▶ _What the task requires_: Each entry must be written out again exactly as it stands.

▶ _Exercise materials_:
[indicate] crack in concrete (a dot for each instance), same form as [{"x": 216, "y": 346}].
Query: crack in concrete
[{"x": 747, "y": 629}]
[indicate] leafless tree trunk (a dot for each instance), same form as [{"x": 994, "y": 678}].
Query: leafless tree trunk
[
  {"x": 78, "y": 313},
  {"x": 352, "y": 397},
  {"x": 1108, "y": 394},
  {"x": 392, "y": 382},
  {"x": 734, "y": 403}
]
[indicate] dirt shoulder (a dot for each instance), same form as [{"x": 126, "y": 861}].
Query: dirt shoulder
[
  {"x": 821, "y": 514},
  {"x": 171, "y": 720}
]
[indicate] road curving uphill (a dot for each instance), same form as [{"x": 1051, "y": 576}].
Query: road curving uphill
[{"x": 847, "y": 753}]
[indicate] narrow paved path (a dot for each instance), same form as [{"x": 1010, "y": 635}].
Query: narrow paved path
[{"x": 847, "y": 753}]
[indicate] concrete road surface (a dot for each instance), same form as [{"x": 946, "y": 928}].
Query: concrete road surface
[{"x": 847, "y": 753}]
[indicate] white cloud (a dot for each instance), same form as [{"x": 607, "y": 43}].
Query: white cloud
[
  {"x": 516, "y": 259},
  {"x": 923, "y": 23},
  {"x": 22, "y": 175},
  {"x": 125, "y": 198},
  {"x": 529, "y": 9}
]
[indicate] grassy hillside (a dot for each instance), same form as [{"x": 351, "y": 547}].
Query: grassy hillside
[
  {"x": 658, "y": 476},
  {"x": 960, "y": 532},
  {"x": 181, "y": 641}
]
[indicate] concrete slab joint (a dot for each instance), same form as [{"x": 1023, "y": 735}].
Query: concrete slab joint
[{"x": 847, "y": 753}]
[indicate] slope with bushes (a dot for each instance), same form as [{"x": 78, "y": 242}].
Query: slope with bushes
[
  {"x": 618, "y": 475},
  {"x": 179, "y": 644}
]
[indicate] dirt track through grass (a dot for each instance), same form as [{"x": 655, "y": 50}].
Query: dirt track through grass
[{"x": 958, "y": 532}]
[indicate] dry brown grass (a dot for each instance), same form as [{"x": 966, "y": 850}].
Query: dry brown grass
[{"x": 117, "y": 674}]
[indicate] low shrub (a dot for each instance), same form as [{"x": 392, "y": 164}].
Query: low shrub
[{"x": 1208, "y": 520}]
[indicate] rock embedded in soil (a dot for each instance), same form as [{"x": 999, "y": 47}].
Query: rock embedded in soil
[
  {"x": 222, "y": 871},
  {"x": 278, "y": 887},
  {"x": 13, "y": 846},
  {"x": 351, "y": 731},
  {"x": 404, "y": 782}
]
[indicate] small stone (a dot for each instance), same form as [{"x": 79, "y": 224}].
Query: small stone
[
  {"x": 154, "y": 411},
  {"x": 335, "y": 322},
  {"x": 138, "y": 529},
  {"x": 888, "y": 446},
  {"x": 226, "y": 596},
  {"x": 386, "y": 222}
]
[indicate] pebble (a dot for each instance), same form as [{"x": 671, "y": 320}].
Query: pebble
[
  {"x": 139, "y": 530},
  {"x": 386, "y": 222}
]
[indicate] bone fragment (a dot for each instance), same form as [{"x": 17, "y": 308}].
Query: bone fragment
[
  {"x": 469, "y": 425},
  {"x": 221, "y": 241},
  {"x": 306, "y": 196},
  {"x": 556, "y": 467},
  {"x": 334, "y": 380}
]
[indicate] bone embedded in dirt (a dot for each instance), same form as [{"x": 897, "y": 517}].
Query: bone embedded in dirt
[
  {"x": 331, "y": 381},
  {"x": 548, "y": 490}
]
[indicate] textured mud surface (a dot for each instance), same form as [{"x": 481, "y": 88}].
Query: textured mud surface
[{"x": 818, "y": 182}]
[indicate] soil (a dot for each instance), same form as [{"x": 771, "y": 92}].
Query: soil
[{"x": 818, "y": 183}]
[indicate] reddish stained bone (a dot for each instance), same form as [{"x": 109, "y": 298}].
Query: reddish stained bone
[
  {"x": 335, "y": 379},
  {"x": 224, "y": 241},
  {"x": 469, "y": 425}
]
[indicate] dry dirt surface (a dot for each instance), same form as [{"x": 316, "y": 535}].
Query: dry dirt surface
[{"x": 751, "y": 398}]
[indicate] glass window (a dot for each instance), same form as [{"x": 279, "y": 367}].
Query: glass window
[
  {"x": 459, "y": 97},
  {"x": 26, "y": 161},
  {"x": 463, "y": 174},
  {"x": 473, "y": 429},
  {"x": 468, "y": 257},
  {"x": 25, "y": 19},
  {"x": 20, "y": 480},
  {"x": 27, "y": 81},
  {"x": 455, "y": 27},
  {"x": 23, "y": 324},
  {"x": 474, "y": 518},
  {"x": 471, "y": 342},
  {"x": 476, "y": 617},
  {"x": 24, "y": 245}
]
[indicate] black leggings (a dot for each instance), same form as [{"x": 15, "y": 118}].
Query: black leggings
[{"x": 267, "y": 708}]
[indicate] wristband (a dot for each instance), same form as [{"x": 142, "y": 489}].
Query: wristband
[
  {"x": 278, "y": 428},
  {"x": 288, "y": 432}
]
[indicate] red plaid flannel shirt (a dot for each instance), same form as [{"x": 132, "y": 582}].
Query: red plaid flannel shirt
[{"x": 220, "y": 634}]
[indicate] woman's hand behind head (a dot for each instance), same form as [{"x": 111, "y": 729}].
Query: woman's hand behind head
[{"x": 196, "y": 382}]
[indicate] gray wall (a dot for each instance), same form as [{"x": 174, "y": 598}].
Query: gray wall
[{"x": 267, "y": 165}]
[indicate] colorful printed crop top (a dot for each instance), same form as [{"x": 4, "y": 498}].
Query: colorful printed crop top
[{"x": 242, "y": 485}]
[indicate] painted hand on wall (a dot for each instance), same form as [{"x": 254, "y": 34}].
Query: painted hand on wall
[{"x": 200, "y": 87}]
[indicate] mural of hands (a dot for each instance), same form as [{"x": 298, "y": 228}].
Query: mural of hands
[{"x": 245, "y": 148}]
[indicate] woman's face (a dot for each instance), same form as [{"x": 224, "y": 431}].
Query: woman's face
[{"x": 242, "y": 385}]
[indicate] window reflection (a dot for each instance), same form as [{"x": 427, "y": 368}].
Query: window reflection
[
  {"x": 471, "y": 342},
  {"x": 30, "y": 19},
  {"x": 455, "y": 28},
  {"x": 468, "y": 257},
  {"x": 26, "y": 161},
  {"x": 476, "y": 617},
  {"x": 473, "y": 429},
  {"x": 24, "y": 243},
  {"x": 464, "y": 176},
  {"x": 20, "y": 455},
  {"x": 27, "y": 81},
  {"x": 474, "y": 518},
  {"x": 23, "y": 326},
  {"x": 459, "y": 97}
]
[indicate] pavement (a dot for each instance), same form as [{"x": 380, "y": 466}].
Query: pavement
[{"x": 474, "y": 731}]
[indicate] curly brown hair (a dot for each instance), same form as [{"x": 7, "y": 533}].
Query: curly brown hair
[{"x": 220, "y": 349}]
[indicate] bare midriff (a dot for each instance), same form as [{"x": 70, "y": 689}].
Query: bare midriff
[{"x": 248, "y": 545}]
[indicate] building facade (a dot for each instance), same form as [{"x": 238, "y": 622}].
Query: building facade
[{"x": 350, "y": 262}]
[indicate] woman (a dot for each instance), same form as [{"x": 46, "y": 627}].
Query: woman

▶ _Finished task_:
[indicate] crack in concrete (a dot for each instance), same form as [{"x": 216, "y": 346}].
Query: crack in concrete
[{"x": 747, "y": 629}]
[indicate] leafless tree trunk (a dot for each instance), same form as [{"x": 994, "y": 678}].
Query: leafless tree trunk
[
  {"x": 78, "y": 313},
  {"x": 352, "y": 397},
  {"x": 1108, "y": 394},
  {"x": 392, "y": 382},
  {"x": 734, "y": 403}
]
[indicate] dirt shoulder (a dot for each instance), same form as [{"x": 126, "y": 861}].
Query: dirt shoulder
[
  {"x": 821, "y": 514},
  {"x": 171, "y": 720}
]
[indicate] road curving uphill (a dot for each instance), same form as [{"x": 1051, "y": 576}].
Query: road curving uphill
[{"x": 847, "y": 753}]
[indicate] narrow paved path (a dot for each instance), same form as [{"x": 1010, "y": 635}].
Query: narrow paved path
[{"x": 847, "y": 753}]
[indicate] concrete road surface (a dot for each instance), same form as [{"x": 946, "y": 928}].
Query: concrete road surface
[{"x": 847, "y": 753}]
[indicate] white cloud (a dot for each instance), same form as [{"x": 607, "y": 43}].
Query: white cloud
[
  {"x": 516, "y": 259},
  {"x": 923, "y": 23},
  {"x": 22, "y": 175},
  {"x": 125, "y": 198},
  {"x": 529, "y": 9}
]
[indicate] grassy hillside (a dot for each instance), same form as [{"x": 351, "y": 547}].
Query: grassy hillside
[
  {"x": 658, "y": 476},
  {"x": 960, "y": 532},
  {"x": 181, "y": 641}
]
[indicate] concrete slab joint (a dot for each instance), same form as [{"x": 1023, "y": 735}].
Query: concrete slab joint
[{"x": 847, "y": 753}]
[indicate] slope with bushes (a dot for each instance), same form as [{"x": 78, "y": 242}].
Query: slope with bushes
[
  {"x": 618, "y": 475},
  {"x": 179, "y": 644}
]
[indicate] dirt track through grass (a dot for each instance), same form as [{"x": 655, "y": 50}].
Query: dirt track through grass
[{"x": 958, "y": 532}]
[indicate] dry brown grass (a dot for each instance), same form as [{"x": 966, "y": 850}].
Query: dry brown grass
[{"x": 117, "y": 674}]
[indicate] low shrub (a dot for each instance), same form as [{"x": 392, "y": 164}].
Query: low shrub
[{"x": 1208, "y": 520}]
[indicate] rock embedded in soil (a dot for each instance), same form as [{"x": 999, "y": 47}].
Query: rock embedded in soil
[
  {"x": 222, "y": 871},
  {"x": 278, "y": 887},
  {"x": 13, "y": 846},
  {"x": 351, "y": 731},
  {"x": 404, "y": 782}
]
[indicate] small stone (a dot for each instance), same form as [{"x": 79, "y": 224}].
Query: small stone
[
  {"x": 154, "y": 411},
  {"x": 335, "y": 322},
  {"x": 138, "y": 529},
  {"x": 888, "y": 446},
  {"x": 226, "y": 596},
  {"x": 386, "y": 222}
]
[indicate] pebble (a dot for each instance), same form as [{"x": 671, "y": 320}].
Query: pebble
[
  {"x": 139, "y": 530},
  {"x": 386, "y": 222}
]
[indicate] bone fragment (a dot for each instance), same form as [{"x": 17, "y": 308}].
Query: bone fragment
[
  {"x": 469, "y": 425},
  {"x": 221, "y": 241},
  {"x": 306, "y": 196},
  {"x": 556, "y": 467},
  {"x": 334, "y": 380}
]
[indicate] bone embedded in dirt (a dot for each instance), same form as [{"x": 897, "y": 517}].
Query: bone embedded in dirt
[
  {"x": 331, "y": 381},
  {"x": 548, "y": 490}
]
[indicate] textured mud surface (a dot for each instance), same form as [{"x": 481, "y": 88}].
Query: textured mud surface
[{"x": 818, "y": 182}]
[indicate] soil (a dot for each instance), same form as [{"x": 771, "y": 92}].
Query: soil
[{"x": 818, "y": 183}]
[indicate] reddish stained bone (a dot for each instance), same form as [{"x": 109, "y": 298}].
Query: reddish stained bone
[
  {"x": 335, "y": 379},
  {"x": 224, "y": 241},
  {"x": 469, "y": 425}
]
[indicate] dry dirt surface (a dot for each instance), same form as [{"x": 316, "y": 535}].
Query: dry dirt surface
[{"x": 751, "y": 398}]
[indicate] glass window (a dot for each instance), same form as [{"x": 279, "y": 367}].
Query: glass window
[
  {"x": 459, "y": 97},
  {"x": 26, "y": 161},
  {"x": 463, "y": 174},
  {"x": 473, "y": 429},
  {"x": 468, "y": 257},
  {"x": 25, "y": 19},
  {"x": 20, "y": 480},
  {"x": 27, "y": 81},
  {"x": 455, "y": 27},
  {"x": 23, "y": 324},
  {"x": 474, "y": 518},
  {"x": 471, "y": 342},
  {"x": 476, "y": 617},
  {"x": 24, "y": 245}
]
[indicate] black leggings (a dot for each instance), same form as [{"x": 15, "y": 118}].
Query: black leggings
[{"x": 267, "y": 708}]
[indicate] wristband (a dot for each instance), same form as [{"x": 142, "y": 489}].
Query: wristband
[
  {"x": 278, "y": 428},
  {"x": 288, "y": 432}
]
[indicate] red plaid flannel shirt (a dot for each instance), same form as [{"x": 132, "y": 582}].
Query: red plaid flannel shirt
[{"x": 220, "y": 634}]
[indicate] woman's hand behind head (a dot for each instance), same form as [{"x": 111, "y": 729}].
Query: woman's hand behind head
[{"x": 196, "y": 382}]
[indicate] gray wall (a dot for each instance), same form as [{"x": 174, "y": 598}].
Query: gray wall
[{"x": 267, "y": 165}]
[indicate] colorful printed crop top (a dot for each instance), same form as [{"x": 4, "y": 498}].
Query: colorful printed crop top
[{"x": 242, "y": 485}]
[indicate] painted hand on wall (a dot for each instance), same form as [{"x": 254, "y": 34}].
Query: painted hand on wall
[{"x": 200, "y": 87}]
[indicate] mural of hands (a dot for each instance), same form as [{"x": 298, "y": 228}].
Query: mural of hands
[{"x": 245, "y": 148}]
[indicate] woman's face (a dot for each instance), same form as [{"x": 224, "y": 431}].
Query: woman's face
[{"x": 242, "y": 385}]
[indicate] window reflection (a dot for each instance), same form as [{"x": 427, "y": 368}].
Query: window reflection
[
  {"x": 471, "y": 342},
  {"x": 30, "y": 19},
  {"x": 455, "y": 28},
  {"x": 468, "y": 257},
  {"x": 26, "y": 161},
  {"x": 476, "y": 617},
  {"x": 473, "y": 429},
  {"x": 24, "y": 243},
  {"x": 464, "y": 176},
  {"x": 20, "y": 455},
  {"x": 27, "y": 81},
  {"x": 474, "y": 518},
  {"x": 23, "y": 326},
  {"x": 459, "y": 97}
]
[indicate] pavement (a dot for each instance), same form as [{"x": 380, "y": 466}].
Query: pavement
[{"x": 474, "y": 731}]
[indicate] curly brown hair (a dot for each instance), same form as [{"x": 7, "y": 533}].
Query: curly brown hair
[{"x": 220, "y": 349}]
[indicate] bare midriff (a dot for each instance), same form as [{"x": 70, "y": 689}].
Query: bare midriff
[{"x": 248, "y": 545}]
[indicate] building facade (a dot for each instance), same form as [{"x": 238, "y": 622}].
Query: building facade
[{"x": 350, "y": 262}]
[indicate] woman (a dot for each instance), same form as [{"x": 46, "y": 627}].
Query: woman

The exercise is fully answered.